**Prompt A:**
Answer these questions using the news report about the Benn Law:
(i) Whose privilege did Sir John Major suggest Mr Johnson could use to get around the Benn Law?
(ii) What two-word phrase did a Number 10 source use to describe the Order of Council idea?
(iii) Which party confirmed it would support Jeremy Corbyn becoming interim prime minister?
**Prompt B:** Repeat word for word the section of the news report about the Benn Law that starts at the words "Sir John Major" and ends after the words "Mr Johnson’s predecessor.".

Sir John Major raised fears on Thursday evening that Mr Johnson could look to circumvent the terms of the Benn Law by using Privy Council privilege.

The former Tory prime minister suggested the Government could seek to bypass statute law by passing an Order of Council – an order that can be issued by ministers serving as privy councillors – to suspend the Act until after October 31 without involving the Queen.

“It would be a piece of political chicanery that no-one should ever forgive or forget,” he warned.

Mr Sharma and Tory Party chairman James Cleverly refused to deny the tactic could be used but Downing Street said it did not “recognise” the fears flagged by Mr Johnson’s predecessor.

“I’m sure that the fact these comments were going to be made came as a surprise to everyone because it is simply not something that we recognise,” said the Prime Minister’s official spokesman when asked why ministers had not rebutted Sir John’s comments.

A Number 10 source went further and called the Order of Council idea “total cobblers”.

“It is absolute nonsense and (I have) absolutely no idea where he has got it from. Total cobblers. We will not use it.”

Meanwhile, the SNP confirmed it would support Labour leader Jeremy Corybn becoming interim prime minister in order to block no deal.

Retweeting a journalist saying “Corbyn or someone else” should be installed after a vote of no confidence (VONC) in the Government, SNP leader Nicola Sturgeon wrote: “Agree with this. VONC, Opposition unites around someone for sole purpose of securing an extension, and then immediate general election.”

She added: “Nothing is risk free but leaving Johnson in post to force through no deal – or even a bad deal – seems like a terrible idea to me.”

Scottish Conservative MP Kirstene Hair said it was proof that “SNP MPs will happily prop up Jeremy Corbyn in Number 10”.

The Angus MP warned it would pave the way for a second independence referendum in Scotland.

Source data

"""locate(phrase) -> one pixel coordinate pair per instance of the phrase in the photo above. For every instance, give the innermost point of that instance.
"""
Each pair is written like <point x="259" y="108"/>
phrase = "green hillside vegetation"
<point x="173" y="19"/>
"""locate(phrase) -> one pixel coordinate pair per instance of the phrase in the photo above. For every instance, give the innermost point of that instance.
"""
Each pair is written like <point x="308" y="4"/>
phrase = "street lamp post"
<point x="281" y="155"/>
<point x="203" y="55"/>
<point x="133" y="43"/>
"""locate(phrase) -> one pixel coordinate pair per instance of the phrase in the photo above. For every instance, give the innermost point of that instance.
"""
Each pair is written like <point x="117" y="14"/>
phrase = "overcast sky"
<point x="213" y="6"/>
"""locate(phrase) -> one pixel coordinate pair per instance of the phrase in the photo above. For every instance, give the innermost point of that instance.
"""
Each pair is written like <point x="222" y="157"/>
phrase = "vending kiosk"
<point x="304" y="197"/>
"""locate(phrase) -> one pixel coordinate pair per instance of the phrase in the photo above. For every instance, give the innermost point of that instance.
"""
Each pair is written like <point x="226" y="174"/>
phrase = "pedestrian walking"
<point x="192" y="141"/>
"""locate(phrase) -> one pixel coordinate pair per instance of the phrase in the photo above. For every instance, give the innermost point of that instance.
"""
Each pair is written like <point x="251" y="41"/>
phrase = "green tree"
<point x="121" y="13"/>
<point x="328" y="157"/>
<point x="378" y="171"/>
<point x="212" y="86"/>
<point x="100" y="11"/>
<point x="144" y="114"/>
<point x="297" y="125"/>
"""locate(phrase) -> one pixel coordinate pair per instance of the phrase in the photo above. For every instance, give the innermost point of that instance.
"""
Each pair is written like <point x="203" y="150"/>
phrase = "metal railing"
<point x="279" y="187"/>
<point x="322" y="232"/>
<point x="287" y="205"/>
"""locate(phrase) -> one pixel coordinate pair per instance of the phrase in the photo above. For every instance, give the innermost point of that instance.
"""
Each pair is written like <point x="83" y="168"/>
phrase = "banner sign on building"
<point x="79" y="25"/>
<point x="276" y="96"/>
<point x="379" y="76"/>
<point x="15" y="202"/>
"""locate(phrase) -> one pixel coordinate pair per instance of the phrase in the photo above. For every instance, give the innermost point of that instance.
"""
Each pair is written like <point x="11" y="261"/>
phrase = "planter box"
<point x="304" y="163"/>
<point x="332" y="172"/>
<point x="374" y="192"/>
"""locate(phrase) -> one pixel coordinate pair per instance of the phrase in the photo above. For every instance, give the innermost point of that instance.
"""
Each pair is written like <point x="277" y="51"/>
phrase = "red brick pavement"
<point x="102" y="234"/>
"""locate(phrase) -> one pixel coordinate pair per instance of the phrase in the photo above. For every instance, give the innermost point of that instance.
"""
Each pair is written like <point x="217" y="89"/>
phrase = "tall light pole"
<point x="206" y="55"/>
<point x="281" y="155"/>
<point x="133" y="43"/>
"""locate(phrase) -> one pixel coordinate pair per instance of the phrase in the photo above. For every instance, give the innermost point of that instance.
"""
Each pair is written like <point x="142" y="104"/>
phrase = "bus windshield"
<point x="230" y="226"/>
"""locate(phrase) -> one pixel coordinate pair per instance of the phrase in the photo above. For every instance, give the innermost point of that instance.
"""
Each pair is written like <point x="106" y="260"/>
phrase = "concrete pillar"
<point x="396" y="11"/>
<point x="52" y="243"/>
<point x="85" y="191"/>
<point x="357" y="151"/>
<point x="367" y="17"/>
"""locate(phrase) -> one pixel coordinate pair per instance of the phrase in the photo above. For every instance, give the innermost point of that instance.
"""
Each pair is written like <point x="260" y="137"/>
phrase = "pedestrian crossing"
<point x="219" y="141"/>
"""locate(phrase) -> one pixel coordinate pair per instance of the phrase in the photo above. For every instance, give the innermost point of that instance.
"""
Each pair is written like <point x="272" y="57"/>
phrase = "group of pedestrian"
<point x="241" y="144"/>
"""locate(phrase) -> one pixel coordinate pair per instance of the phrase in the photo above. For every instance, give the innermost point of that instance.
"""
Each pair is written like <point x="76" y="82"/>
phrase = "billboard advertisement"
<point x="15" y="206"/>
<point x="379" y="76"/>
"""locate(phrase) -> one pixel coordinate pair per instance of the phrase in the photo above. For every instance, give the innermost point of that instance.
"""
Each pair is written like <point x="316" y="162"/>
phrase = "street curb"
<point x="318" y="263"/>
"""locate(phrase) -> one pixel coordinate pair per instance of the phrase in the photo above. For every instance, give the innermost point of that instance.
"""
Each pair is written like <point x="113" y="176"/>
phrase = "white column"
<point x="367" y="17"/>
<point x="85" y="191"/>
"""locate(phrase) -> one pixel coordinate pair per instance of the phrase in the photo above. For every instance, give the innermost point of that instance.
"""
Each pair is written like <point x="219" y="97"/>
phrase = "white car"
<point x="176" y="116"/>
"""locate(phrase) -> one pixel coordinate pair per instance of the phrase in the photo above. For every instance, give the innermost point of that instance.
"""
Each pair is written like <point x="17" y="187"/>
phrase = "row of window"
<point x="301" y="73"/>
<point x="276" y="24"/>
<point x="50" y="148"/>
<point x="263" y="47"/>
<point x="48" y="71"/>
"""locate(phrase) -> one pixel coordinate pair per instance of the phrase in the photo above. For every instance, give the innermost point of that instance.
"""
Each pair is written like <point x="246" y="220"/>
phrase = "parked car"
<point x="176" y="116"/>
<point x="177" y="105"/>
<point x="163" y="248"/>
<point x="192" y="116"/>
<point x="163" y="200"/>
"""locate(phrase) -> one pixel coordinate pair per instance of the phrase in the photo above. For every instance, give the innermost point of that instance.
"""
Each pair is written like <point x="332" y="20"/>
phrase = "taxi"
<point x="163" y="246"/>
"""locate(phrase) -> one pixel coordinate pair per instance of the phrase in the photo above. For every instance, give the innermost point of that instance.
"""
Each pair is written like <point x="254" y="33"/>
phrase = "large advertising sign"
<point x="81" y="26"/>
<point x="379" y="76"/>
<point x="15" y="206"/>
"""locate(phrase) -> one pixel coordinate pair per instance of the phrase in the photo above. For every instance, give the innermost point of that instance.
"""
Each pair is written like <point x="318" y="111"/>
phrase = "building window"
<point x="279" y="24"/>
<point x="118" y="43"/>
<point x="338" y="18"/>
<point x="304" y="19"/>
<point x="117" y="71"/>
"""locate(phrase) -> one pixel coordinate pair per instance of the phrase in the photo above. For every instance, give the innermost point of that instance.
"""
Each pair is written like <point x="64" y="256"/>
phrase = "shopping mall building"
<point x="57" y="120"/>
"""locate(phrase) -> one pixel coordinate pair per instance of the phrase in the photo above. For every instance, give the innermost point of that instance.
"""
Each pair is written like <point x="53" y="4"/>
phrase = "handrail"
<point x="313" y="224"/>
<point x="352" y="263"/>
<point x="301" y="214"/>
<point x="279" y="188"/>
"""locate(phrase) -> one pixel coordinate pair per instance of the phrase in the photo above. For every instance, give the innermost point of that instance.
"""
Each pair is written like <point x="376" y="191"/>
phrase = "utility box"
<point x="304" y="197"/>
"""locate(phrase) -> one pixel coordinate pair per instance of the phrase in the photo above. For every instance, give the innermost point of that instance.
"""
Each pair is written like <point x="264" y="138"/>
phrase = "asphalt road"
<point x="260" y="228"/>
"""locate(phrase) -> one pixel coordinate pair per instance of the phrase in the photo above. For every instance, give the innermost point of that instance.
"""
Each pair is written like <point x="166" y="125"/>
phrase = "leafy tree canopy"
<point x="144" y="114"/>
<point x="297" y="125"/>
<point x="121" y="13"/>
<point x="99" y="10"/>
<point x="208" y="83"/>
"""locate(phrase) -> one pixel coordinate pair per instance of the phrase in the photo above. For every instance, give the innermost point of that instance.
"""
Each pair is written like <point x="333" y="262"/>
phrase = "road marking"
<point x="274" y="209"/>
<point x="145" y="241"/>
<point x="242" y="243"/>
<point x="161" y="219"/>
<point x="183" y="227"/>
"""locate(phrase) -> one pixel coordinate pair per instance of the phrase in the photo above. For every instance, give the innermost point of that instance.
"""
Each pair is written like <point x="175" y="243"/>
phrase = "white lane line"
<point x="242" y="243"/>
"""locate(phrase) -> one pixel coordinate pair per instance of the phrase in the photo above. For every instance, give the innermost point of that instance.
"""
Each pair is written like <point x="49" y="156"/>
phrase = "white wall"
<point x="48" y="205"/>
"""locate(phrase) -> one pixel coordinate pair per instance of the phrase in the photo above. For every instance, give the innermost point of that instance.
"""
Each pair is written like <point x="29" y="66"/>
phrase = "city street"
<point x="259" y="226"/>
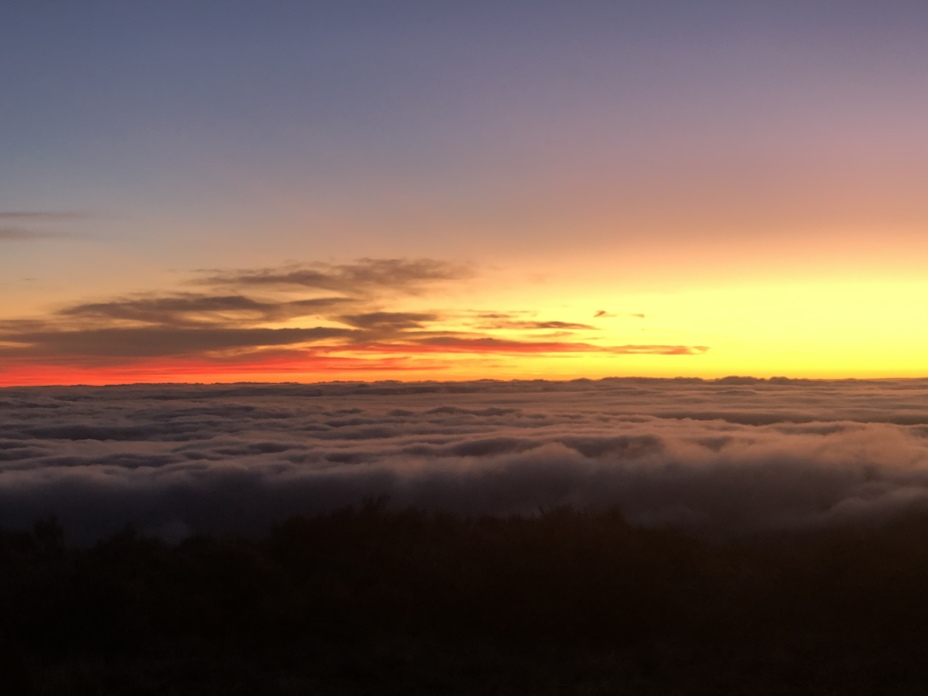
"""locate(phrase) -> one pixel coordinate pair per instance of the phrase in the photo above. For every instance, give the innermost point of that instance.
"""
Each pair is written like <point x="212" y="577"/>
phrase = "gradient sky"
<point x="229" y="190"/>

**Task solution A:**
(i) Privy Council privilege
(ii) "total cobblers"
(iii) The SNP

**Task solution B:**
Sir John Major raised fears on Thursday evening that Mr Johnson could look to circumvent the terms of the Benn Law by using Privy Council privilege.

The former Tory prime minister suggested the Government could seek to bypass statute law by passing an Order of Council – an order that can be issued by ministers serving as privy councillors – to suspend the Act until after October 31 without involving the Queen.

“It would be a piece of political chicanery that no-one should ever forgive or forget,” he warned.

Mr Sharma and Tory Party chairman James Cleverly refused to deny the tactic could be used but Downing Street said it did not “recognise” the fears flagged by Mr Johnson’s predecessor.